## TASK INPUTS
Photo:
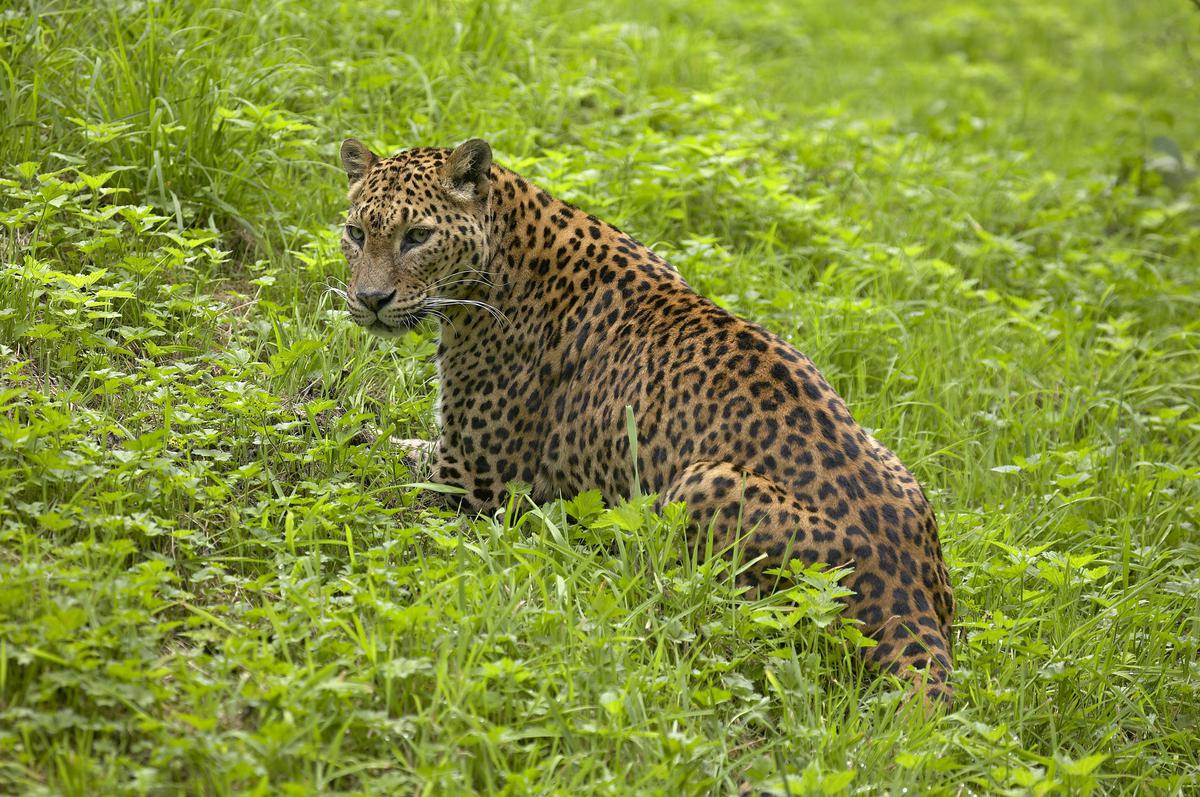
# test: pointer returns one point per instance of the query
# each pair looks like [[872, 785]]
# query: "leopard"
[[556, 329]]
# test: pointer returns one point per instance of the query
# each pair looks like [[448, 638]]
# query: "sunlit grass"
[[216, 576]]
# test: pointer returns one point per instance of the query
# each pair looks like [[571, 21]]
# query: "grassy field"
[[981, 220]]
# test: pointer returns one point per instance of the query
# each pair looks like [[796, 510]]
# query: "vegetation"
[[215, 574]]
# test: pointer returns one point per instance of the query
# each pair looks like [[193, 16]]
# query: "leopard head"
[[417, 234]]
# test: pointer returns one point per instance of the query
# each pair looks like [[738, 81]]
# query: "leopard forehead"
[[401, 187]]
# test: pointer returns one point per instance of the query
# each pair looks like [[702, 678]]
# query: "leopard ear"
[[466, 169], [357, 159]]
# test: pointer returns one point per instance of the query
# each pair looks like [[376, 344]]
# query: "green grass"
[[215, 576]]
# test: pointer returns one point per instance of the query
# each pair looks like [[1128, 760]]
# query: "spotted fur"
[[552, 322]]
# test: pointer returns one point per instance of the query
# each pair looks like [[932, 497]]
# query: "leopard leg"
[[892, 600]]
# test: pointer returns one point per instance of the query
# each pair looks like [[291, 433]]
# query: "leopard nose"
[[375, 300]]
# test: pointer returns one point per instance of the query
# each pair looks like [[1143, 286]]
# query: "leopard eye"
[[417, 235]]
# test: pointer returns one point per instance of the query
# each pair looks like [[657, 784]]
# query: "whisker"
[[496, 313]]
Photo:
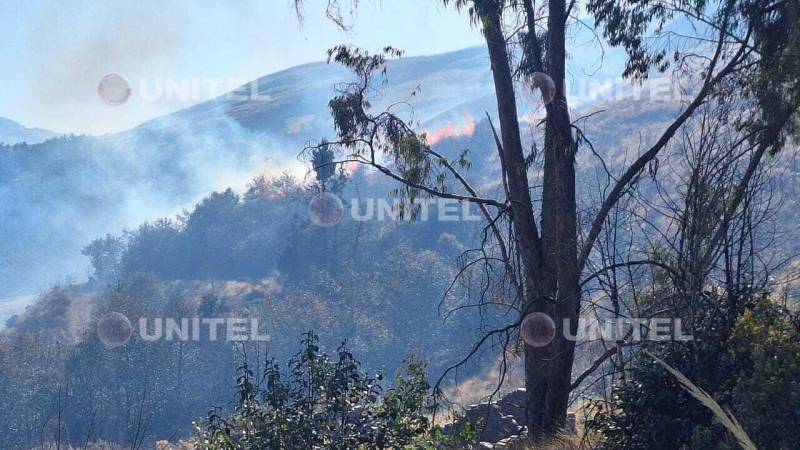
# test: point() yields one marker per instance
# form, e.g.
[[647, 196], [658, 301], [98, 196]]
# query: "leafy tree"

## AIM OF THE TASK
Would you give the material back exactly, minus the pictures?

## TASK ANSWER
Photo:
# test: pointer returns one point per instance of the query
# each pair looks like [[872, 785]]
# query: "leopard"
[[556, 329]]
# test: pointer returns one point per instance of the query
# each pair looks like [[448, 638]]
# query: "sunlit grass"
[[216, 576]]
# test: pointer returns one point per instance of the query
# each pair looks like [[571, 21]]
# query: "grassy field"
[[981, 220]]
# test: pointer returns one point per instance of the query
# each pair looks like [[796, 510]]
# query: "vegetation"
[[215, 574]]
# test: pointer returns one point per instance of the query
# each pair looks like [[193, 16]]
# query: "leopard head"
[[417, 234]]
# test: pointer returns one point per instance of the query
# each pair looks like [[738, 81]]
# query: "leopard forehead"
[[401, 187]]
# test: pointer returns one point per instance of the query
# each pair looks like [[702, 678]]
# query: "leopard ear"
[[466, 169], [357, 159]]
# test: pointer returns one point per instance of the query
# each pair looks like [[376, 344]]
# query: "green grass"
[[215, 576]]
# test: pointer returns one point per instance of the query
# each pair looks like [[1128, 760]]
# query: "spotted fur"
[[552, 322]]
# test: pointer returns one point per instance of the query
# each pair looks like [[932, 497]]
# query: "leopard leg"
[[892, 600]]
# test: pointer returns one point per instance of the query
# each pair looks like [[291, 433]]
# query: "leopard nose"
[[375, 300]]
# test: pointer returns one point per instance of the query
# each pair looks like [[1143, 286]]
# query: "leopard eye"
[[417, 235]]
# test: pointer returns one point per instance of the query
# each pair looks like [[657, 784]]
# query: "whisker"
[[496, 313]]
Photo:
# test: point() yields one marker per instance
# form, e.g.
[[647, 196], [658, 301], [98, 196]]
# query: "leafy tree"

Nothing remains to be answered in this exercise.